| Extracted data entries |
+-------+
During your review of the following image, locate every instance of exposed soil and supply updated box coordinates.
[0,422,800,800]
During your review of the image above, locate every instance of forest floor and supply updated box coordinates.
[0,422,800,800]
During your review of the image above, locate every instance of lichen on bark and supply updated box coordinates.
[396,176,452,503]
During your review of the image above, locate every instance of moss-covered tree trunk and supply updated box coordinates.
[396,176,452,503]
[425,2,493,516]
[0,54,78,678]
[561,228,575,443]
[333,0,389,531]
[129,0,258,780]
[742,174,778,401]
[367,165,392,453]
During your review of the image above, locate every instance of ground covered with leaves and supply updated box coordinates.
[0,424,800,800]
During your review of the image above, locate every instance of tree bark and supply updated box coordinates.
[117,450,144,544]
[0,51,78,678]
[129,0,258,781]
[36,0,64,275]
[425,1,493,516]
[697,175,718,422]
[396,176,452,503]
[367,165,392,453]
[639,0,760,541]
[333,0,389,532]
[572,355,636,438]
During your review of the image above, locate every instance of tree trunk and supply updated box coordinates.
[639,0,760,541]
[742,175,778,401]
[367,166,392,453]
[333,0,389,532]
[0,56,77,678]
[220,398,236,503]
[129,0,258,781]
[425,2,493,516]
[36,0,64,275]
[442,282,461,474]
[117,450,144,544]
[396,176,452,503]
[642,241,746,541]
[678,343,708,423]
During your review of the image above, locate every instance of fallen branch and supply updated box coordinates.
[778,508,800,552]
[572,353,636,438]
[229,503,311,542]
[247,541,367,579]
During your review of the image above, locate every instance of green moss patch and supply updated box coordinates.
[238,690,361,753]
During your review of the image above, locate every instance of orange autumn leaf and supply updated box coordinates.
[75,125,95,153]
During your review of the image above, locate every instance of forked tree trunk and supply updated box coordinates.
+-------+
| What this task involves |
Reproduce all of the records above line by line, without changing a single character.

| The answer |
During your review of the following image, locate every instance of exposed soil and supply updated box coordinates.
[0,422,800,800]
During your review of the image above, locate every instance of forest floor and supply updated box coordinates.
[0,422,800,800]
During your review of the image above, locate every instance of lichen on bark and supply updated box coordinates.
[396,176,452,503]
During your review of the image above, locate every instance of moss-covered tree trunk and supply updated box coordinates.
[396,176,452,503]
[425,2,493,516]
[0,54,78,678]
[561,228,575,443]
[333,0,389,531]
[129,0,258,780]
[742,174,778,401]
[367,165,392,453]
During your review of the image above, locate every instance of ground covered with leaves and supply updated box coordinates.
[0,424,800,800]
During your review of the image above, locate every instance of tree bark and supply updated box coordinates.
[117,450,144,544]
[0,51,78,678]
[129,0,258,781]
[36,0,64,275]
[425,1,493,516]
[697,175,718,422]
[396,176,452,503]
[367,165,392,453]
[639,0,760,541]
[333,0,389,532]
[572,355,636,438]
During your review of the image above, locate every instance of tree trunk and supply updated box coordinates.
[639,0,760,541]
[742,175,778,401]
[367,166,392,453]
[333,0,389,532]
[0,56,77,678]
[220,398,236,503]
[129,0,258,781]
[425,2,493,516]
[36,0,64,275]
[442,282,461,474]
[117,450,144,544]
[396,176,452,503]
[642,241,746,541]
[678,343,708,423]
During your review of the image above, locate every instance of fallen branch and supply updated box coordinates.
[778,508,800,552]
[572,353,636,438]
[229,503,311,542]
[247,541,367,579]
During your review of the image above, locate every instance of green moss patch and supply updated box coordinates.
[238,690,361,753]
During your review of the image above, locate every instance of orange autumn leaf and supply updated box coordinates.
[75,125,95,153]
During your review of the image above, locate every instance of forked tree trunk and supply updated box coordinates.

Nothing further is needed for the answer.